_TEXT EXTRACT:_
-- -- --
The only thing more painful than listening to Jimmy Carter lecture President Bush on how to conduct a successful presidency was living through his disastrous attempt to turn his advice into reality.
As I noted earlier this week, Carter has channeled his hatred of non-leftists, secular and religious, into a glut of slanders in his new bestseller, Our Endangered Values. He charges his opponents with, among other things, countenancing female circumcision, defending the murder of federal judges, torturing innocent Islamofascists, and forcing North Korea to manufacture nuclear weapons. Jimmy once again offers himself as the nation’s savior-by-acclamation, leading his errant people, like a latter-day Moses, to the Promised Land. Every time he flashes his toothy grin before an adoring interviewer, the American people should ask why they should listen to anything he has to say. Jimmy Carter’s presidency could be summed up by a Billy Joel couplet: “Ayatollahs in Iran/Russians in Afghanistan.” However, this would omit so much: “malaise,” the misery index, soaring interest rates, a “helpless giant” foreign policy, stagflation, gas lines, record deficits, and killer jackrabbits. The former president doesn’t ignore his record in his book; he lies about it.
Carter provides a portal into his alternate reality in chapter one, where he insists, “As a Southern moderate and former career naval officer, I espoused a conservative fiscal policy and a strong defense.” [1] Insert laugh track. He boasts, for instance, that he brought religious liberty to China (on p. 26), although his book hit #1 on the New York Times bestseller list the week Chinese Communists sentenced three Christians to a total of six-and-a-half years in prison for distributing Bibles. His tome is replete with such Carter revisionism.
Upon his inauguration, he provided a “strong defense” by slashing defense spending$6 billion (in 2003 dollars) in the first two years of his administration, canceling the B-1 bomber, and decimating the U.S. fleet. [9] Gerald Ford warned this would devastate military preparedness in their second debate but was instead remembered for quipping, “there is no Soviet domination of Eastern Europe.”
Carter boasts as president he set about “convincing the Soviets of our ability and resolve to respond.” [10] Unfortunately, his response was naïvete and unilateral surrender. Carter failed to consult either the Pentagon or the Kremlin before removing U.S. missiles from South Korea within hours of his inauguration, a move Brezhnev interpreted as weakness rather than conciliation. In 1979, Brezhnev refused to remove Soviet submarines and aircraft from Cuba.
Carter now frets, “A recent announcement of withdrawal of U.S. troops farther away from the demilitarized zone has caused increasing concern in South Korea that hard-line leaders in Pyongyang and Washington might precipitate the threatened conflict.” Hard-liners “in Pyongyang and Washington,” Mr. President? [11] Beyond his reprehensible equation of President Bush with Kim Jong-il, Carter apparently forgot that he offered to remove all troops from South Korea during his presidency.
-- -- --
_DATASET EXCERPT:_
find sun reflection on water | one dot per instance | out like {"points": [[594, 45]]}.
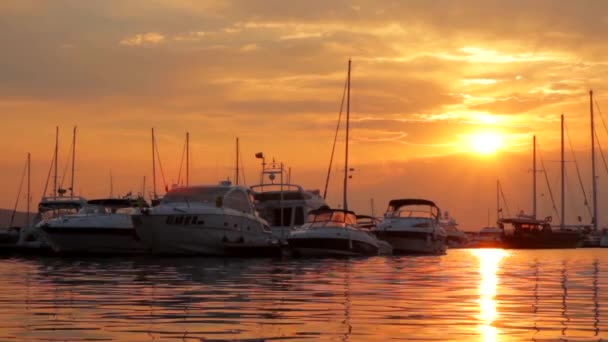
-- -- --
_TASK GOAL:_ Please give again the part of the Jimmy Carter commentary that opens with the words containing "Carter provides a" and closes with "such Carter revisionism.", swapping "tome" for "volume".

_CORRECT ANSWER:_
Carter provides a portal into his alternate reality in chapter one, where he insists, “As a Southern moderate and former career naval officer, I espoused a conservative fiscal policy and a strong defense.” [1] Insert laugh track. He boasts, for instance, that he brought religious liberty to China (on p. 26), although his book hit #1 on the New York Times bestseller list the week Chinese Communists sentenced three Christians to a total of six-and-a-half years in prison for distributing Bibles. His volume is replete with such Carter revisionism.